# What is RAG?

RAG is a technique for augmenting LLM knowledge with additional data.

LLMs can reason about wide-ranging topics, but their knowledge is limited to the public data up to a specific point in time that they were trained on. If you want to build AI applications that can reason about private data or data introduced after a model's cutoff date, you need to augment the knowledge of the model with the specific information it needs. The process of bringing the appropriate information and inserting it into the model prompt is known as Retrieval Augmented Generation (RAG).

# Concepts

A typical RAG application has two main components:

**Indexing**: a pipeline for ingesting data from a source and indexing it. This usually happens offline.

**Retrieval and generation**: the actual RAG chain, which takes the user query at run time and retrieves the relevant data from the index, then passes that to the model.



The most common full sequence from raw data to answer looks like:

## Indexing

1. Load: First we need to load our data. This is done with DocumentLoaders.

__Listed entries__:

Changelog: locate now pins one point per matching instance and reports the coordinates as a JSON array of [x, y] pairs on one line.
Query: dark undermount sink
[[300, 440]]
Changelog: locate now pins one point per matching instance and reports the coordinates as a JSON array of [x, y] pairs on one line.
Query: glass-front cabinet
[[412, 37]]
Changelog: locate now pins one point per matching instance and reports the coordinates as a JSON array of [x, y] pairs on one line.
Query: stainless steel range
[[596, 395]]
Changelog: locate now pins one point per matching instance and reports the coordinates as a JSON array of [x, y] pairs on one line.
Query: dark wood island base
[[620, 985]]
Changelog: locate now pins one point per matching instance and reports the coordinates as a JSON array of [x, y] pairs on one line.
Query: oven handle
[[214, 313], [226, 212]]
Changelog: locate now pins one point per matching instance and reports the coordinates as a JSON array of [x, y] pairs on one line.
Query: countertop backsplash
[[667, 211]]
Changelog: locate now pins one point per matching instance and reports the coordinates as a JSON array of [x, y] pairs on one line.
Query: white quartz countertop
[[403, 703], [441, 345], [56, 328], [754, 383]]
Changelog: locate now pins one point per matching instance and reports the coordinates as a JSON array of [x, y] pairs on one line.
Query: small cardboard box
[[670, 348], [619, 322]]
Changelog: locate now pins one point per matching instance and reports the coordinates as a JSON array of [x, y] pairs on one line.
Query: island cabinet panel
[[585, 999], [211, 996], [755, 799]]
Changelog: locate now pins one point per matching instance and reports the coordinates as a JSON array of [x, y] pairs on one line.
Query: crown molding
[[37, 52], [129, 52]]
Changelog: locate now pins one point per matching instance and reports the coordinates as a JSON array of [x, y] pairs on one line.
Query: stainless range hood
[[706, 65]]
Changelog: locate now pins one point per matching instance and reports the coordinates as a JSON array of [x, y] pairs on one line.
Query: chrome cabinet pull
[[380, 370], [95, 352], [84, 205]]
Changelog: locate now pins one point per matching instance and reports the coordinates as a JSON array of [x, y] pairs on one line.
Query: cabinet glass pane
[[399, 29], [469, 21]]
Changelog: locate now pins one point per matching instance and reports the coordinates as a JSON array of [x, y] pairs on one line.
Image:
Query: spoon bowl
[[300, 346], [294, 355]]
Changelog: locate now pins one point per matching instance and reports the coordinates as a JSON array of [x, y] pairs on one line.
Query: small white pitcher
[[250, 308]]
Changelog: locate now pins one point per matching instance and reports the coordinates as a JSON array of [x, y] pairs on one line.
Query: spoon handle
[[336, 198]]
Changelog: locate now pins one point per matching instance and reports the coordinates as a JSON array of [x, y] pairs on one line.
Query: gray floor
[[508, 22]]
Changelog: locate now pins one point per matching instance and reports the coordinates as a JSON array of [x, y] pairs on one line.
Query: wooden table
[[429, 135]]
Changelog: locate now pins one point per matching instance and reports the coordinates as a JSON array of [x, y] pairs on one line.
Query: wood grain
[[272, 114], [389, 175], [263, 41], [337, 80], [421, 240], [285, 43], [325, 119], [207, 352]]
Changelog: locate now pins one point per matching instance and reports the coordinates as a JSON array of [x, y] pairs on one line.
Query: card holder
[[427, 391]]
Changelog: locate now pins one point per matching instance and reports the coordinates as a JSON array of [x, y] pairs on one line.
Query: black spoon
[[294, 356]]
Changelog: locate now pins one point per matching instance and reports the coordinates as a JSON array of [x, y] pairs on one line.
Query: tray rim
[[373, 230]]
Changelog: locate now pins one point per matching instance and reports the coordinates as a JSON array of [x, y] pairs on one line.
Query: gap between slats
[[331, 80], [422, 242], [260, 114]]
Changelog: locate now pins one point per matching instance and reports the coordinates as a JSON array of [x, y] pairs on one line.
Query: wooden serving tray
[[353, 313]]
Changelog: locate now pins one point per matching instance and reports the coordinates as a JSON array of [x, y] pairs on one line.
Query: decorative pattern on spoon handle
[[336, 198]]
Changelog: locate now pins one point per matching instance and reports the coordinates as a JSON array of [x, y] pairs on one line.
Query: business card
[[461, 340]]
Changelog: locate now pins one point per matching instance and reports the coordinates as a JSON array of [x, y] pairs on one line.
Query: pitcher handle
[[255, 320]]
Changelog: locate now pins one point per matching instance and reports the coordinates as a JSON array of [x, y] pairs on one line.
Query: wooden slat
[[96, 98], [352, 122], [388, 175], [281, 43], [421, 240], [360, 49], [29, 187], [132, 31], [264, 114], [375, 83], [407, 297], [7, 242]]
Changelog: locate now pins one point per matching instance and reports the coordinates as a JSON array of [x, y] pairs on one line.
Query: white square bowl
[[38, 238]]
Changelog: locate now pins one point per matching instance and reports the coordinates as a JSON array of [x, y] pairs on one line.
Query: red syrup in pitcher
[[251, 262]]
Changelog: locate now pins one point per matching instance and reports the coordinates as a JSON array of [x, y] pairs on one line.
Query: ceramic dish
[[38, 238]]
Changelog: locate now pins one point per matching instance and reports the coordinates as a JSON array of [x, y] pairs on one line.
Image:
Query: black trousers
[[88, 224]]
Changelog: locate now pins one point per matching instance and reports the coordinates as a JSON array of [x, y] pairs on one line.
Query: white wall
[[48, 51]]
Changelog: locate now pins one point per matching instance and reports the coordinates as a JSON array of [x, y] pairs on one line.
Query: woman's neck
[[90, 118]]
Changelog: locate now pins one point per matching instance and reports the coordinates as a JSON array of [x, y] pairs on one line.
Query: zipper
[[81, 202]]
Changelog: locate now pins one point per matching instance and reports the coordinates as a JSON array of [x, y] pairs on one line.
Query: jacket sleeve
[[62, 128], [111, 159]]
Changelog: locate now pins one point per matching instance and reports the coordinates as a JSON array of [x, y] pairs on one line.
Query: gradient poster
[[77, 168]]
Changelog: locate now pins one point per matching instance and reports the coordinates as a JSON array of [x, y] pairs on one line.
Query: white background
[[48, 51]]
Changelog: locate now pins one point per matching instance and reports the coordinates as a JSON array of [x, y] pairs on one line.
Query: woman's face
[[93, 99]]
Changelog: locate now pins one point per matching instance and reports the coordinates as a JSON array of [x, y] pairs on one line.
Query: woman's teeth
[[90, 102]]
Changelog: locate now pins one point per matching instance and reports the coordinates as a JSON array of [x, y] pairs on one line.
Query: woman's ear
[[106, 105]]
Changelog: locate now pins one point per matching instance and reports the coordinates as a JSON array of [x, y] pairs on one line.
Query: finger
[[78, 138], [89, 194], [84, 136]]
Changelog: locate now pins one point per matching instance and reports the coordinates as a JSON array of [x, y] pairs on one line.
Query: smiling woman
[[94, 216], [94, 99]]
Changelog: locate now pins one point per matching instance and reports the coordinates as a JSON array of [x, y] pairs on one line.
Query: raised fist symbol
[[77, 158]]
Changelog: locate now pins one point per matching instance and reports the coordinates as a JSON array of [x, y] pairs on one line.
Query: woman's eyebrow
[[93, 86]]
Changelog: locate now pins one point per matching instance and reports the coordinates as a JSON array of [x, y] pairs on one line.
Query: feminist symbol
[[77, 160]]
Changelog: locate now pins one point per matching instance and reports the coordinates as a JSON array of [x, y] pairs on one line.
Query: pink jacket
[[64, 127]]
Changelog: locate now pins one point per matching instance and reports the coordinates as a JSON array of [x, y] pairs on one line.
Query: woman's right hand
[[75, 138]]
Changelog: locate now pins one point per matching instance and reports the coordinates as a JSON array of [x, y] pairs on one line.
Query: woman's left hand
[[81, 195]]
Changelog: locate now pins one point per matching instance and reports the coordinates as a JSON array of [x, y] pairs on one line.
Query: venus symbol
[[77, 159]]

__Work instruction A__:
Copy out the stretch of the RAG explainer from "LLMs can reason" through "usually happens offline.".
__Work instruction B__:
Continue the RAG explainer from the point where it stops.
You can skip the data; it is not needed for anything here.

__Task output A__:
LLMs can reason about wide-ranging topics, but their knowledge is limited to the public data up to a specific point in time that they were trained on. If you want to build AI applications that can reason about private data or data introduced after a model's cutoff date, you need to augment the knowledge of the model with the specific information it needs. The process of bringing the appropriate information and inserting it into the model prompt is known as Retrieval Augmented Generation (RAG).

# Concepts

A typical RAG application has two main components:

**Indexing**: a pipeline for ingesting data from a source and indexing it. This usually happens offline.

__Task output B__:
2. Split: Text splitters break large Documents into smaller chunks. This is useful both for indexing data and for passing it in to a model, since large chunks are harder to search over and won't fit in a model's finite context window.
3. Store: We need somewhere to store and index our splits, so that they can later be searched over. This is often done using a VectorStore and Embeddings model.

![image.png](attachment:image.png)

## Retrieval and Generation

4. **Retrieve**: Given a user input, relevant splits are retrieved from storage using a Retriever.
5. **Generate**: A ChatModel / LLM produces an answer using a prompt that includes the question and the retrieved data.

![image-2.png](attachment:image-2.png)


In [1]:
import getpass
import os

os.environ["LANGCHAIN_TRACING_V2"] = "true"
os.environ["LANGCHAIN_API_KEY"] = getpass.getpass(prompt='LangSmith API Key: ')

In [2]:
os.environ["OPENAI_API_KEY"] = getpass.getpass(prompt='OpenAI API Key: ')

from langchain_openai import ChatOpenAI

llm = ChatOpenAI(model="gpt-3.5-turbo-0125")

In [3]:
# import bs4
from langchain import hub
from langchain_chroma import Chroma
from langchain_community.document_loaders import DirectoryLoader, TextLoader, WebBaseLoader
from langchain_core.output_parsers import StrOutputParser
from langchain_core.runnables import RunnablePassthrough
from langchain_openai import OpenAIEmbeddings
from langchain_text_splitters import RecursiveCharacterTextSplitter

loader = DirectoryLoader("./Whatsapp_Chats", glob="*.txt", loader_cls=TextLoader)
docs = loader.load()

USER_AGENT environment variable not set, consider setting it to identify your requests.


In [5]:
text_splitter = RecursiveCharacterTextSplitter(chunk_size=1000, chunk_overlap=200)
splits = text_splitter.split_documents(docs)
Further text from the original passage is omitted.